** Written problem **
With the images removed, repeat the data below exactly.

** Provided data **
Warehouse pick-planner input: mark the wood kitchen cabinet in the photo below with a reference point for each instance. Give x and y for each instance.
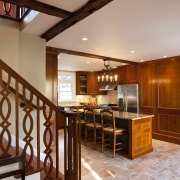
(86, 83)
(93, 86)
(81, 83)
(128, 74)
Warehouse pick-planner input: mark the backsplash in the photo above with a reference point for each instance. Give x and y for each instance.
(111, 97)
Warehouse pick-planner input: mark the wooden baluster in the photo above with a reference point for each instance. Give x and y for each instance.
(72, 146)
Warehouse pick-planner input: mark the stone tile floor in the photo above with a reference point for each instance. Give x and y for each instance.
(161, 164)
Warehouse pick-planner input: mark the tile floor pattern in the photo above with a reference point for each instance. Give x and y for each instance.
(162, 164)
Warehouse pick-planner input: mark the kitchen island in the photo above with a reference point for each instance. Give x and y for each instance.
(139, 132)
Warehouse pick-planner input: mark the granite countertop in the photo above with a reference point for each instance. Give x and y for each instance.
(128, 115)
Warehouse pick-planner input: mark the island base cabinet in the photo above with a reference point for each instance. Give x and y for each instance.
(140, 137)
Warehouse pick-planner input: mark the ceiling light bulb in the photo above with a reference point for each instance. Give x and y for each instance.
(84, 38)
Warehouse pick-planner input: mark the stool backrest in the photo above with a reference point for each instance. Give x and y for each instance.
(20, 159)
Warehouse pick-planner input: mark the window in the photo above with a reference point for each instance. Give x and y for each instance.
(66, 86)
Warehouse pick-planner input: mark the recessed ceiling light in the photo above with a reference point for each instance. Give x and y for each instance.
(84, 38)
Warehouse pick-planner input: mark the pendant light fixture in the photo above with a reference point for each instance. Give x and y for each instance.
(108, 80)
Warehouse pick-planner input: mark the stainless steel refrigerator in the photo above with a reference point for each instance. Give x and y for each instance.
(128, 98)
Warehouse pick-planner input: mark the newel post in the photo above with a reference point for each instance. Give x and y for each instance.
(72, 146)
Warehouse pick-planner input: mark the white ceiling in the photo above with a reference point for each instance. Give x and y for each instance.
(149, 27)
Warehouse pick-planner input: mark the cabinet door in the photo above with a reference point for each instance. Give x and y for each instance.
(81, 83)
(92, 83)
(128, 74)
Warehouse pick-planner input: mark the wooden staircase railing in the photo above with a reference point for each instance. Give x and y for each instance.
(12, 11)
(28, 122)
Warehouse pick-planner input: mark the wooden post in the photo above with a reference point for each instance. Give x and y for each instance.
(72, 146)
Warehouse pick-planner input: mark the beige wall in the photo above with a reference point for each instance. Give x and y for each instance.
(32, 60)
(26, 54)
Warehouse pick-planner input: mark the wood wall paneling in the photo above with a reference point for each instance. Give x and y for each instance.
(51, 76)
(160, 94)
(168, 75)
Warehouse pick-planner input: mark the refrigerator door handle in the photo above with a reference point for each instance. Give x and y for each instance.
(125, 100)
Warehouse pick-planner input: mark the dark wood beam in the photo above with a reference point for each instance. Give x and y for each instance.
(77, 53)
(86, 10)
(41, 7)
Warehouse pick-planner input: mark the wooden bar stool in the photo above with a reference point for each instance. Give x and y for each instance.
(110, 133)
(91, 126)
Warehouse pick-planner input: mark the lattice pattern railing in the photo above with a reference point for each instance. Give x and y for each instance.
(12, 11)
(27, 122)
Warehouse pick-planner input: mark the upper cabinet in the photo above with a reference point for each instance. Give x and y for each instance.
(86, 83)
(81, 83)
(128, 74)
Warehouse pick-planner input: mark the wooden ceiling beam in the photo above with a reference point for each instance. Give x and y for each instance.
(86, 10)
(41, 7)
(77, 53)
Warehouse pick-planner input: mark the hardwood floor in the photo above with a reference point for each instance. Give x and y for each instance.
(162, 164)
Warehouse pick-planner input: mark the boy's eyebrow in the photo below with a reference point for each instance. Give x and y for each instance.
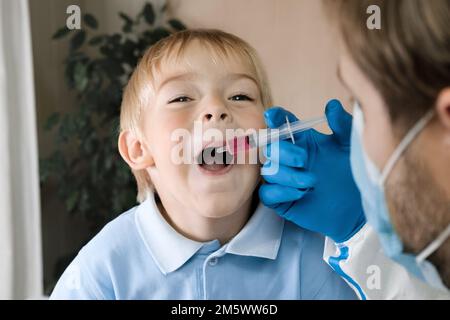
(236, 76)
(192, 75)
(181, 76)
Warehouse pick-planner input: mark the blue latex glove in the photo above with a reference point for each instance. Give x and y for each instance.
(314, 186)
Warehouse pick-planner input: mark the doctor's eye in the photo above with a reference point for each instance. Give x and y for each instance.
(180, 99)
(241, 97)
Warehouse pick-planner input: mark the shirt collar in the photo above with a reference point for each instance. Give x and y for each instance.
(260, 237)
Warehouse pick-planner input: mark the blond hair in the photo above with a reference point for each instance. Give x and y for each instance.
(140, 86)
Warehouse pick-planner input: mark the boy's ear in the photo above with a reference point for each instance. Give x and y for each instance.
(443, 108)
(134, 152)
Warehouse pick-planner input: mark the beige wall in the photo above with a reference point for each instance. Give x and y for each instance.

** Right answer **
Warehouse pick-planner input: mark the wood kitchen cabinet in the photo below with a reference point for each instance. Give x and y for each instance.
(86, 83)
(93, 86)
(81, 83)
(128, 74)
Warehouse pick-planner input: mark the backsplash in the photo above with a reference point for each instance. Give x and y for each instance.
(111, 97)
Warehouse pick-planner input: mark the wooden baluster in the photo above with a reference point for each instance. Give x and y for each instance.
(72, 146)
Warehouse pick-planner input: mark the stone tile floor in the photo above with a reference point for each instance. Give x and y for each instance.
(161, 164)
Warehouse pick-planner input: mark the tile floor pattern in the photo above with a reference point for each instance. Give x and y for each instance.
(162, 164)
Warehouse pick-planner input: mark the kitchen island in the photo above with a reference point for each instance. Give x and y for each instance.
(139, 132)
Warehouse pick-planner input: mark the granite countertop in the photo above with a reference point for each instance. Give x and y for each instance.
(128, 115)
Warehouse pick-planner input: mark the island base cabinet in the photo above with a reference point for each instance. Give x and y for each instance.
(140, 137)
Warehouse pick-planner input: mark the ceiling light bulb in the photo above with a reference point for each instance. Give x and y for each instance.
(84, 38)
Warehouse pick-planner input: mark the stool backrest in the photo above with a reference point for each instance. Give x and y for each instance.
(20, 159)
Warehouse pick-planner input: mark the window in the photo above with a reference point for each instance. Give x and y for each instance.
(66, 86)
Warehouse pick-planner input: mark the recessed ceiling light in the photo above with a reference point for each instance. Give x and y for each instance.
(84, 38)
Warehouse pick-planner input: mark the pendant light fixture in the photo above with a reference point for each instance. Give x and y for each instance.
(108, 80)
Warehouse pick-planner input: mark the stainless steel refrigerator in the photo above with a reference point for each instance. Give x and y for each instance.
(128, 98)
Warehouse pick-planner input: mark the newel post in the photo above with a reference point for each instance. Give x and y for each instance.
(72, 146)
Warehouse pick-planner input: mark the white ceiling in the photo above with a reference point for each instance. Give x and y for each instance.
(149, 27)
Warehouse pick-planner input: mark the cabinet door in the photo above with a reference point for each instance. Give x and y for each instance.
(81, 83)
(92, 83)
(128, 74)
Warehouse pick-planner input: mark the wooden staircase railing in the photo above with a reference point for each instance. Give x and y for each instance.
(12, 11)
(28, 122)
Warehouse pick-planner input: mark the wooden post in the photo above with a reference point for each instance. Give x and y for each instance.
(72, 146)
Warehouse pick-planner input: mark the beige wall in the photo above with a reference point for each instance. Give x and y for each instance.
(32, 60)
(26, 54)
Warehouse pick-planner input: mark the wood wall paneling in the photo above with a reference point for each instance. Give x and y for each instance.
(51, 76)
(160, 94)
(168, 75)
Warehouse pick-planner input: mark the refrigerator door handle in the photo above with a reference point for each instance. Give x and y for each instance.
(125, 100)
Warehouse pick-planner input: mark the dark wood beam in the photo above with a reference point for each instance. Give x and y for each instance.
(77, 53)
(86, 10)
(41, 7)
Warehouse pick-planner input: mark the wooden bar stool in the photo above with a reference point for each instance. Give x and y for each instance.
(110, 133)
(91, 126)
Warehouse pick-planner input: mark the lattice pattern railing in the photo above with a reference point for each instance. Give x and y for each instance.
(12, 11)
(27, 122)
Warehouse pick-planner input: mark the upper cabinet in the photo above with a reference point for each instance. Give x and y for each instance.
(86, 83)
(81, 83)
(128, 74)
Warehouse pick-planner input: mark the wooden ceiling beam in the photo above with a reference point for each instance. Give x and y for each instance.
(86, 10)
(41, 7)
(77, 53)
Warehouse pick-planner input: mark the hardwood floor in the photo above with a reference point for each instance. Give x and y for each instance.
(162, 164)
Warehouse pick-planner input: mark the boy's eyebrow in the photo below with a reference point for each instance. Give x and y for each instance.
(236, 76)
(192, 75)
(181, 76)
Warehouse pick-planner input: mark the blue latex glove in the photo above with a reference point for each instance. Give x and y for each instance.
(314, 186)
Warehouse pick-planner input: mark the doctor's eye in the photo above with a reference point for each instance. Give x and y for each instance.
(180, 99)
(241, 97)
Warehouse pick-planner input: mark the shirt collar in the photo above with a reference point for each instance. Give x and y for each instance.
(260, 237)
Warehouse pick-planner input: mark the blond hair in the photo above with a reference point for each instance. Give x and y for each instance.
(140, 86)
Warehouse pick-planner input: mark the boy's ear in the photo above with a reference point for each instance. Give x and y for each instance.
(443, 108)
(134, 152)
Warehouse pick-planner input: mark the beige wall in the photo above with a reference point for each instance. Give x and y for each instance.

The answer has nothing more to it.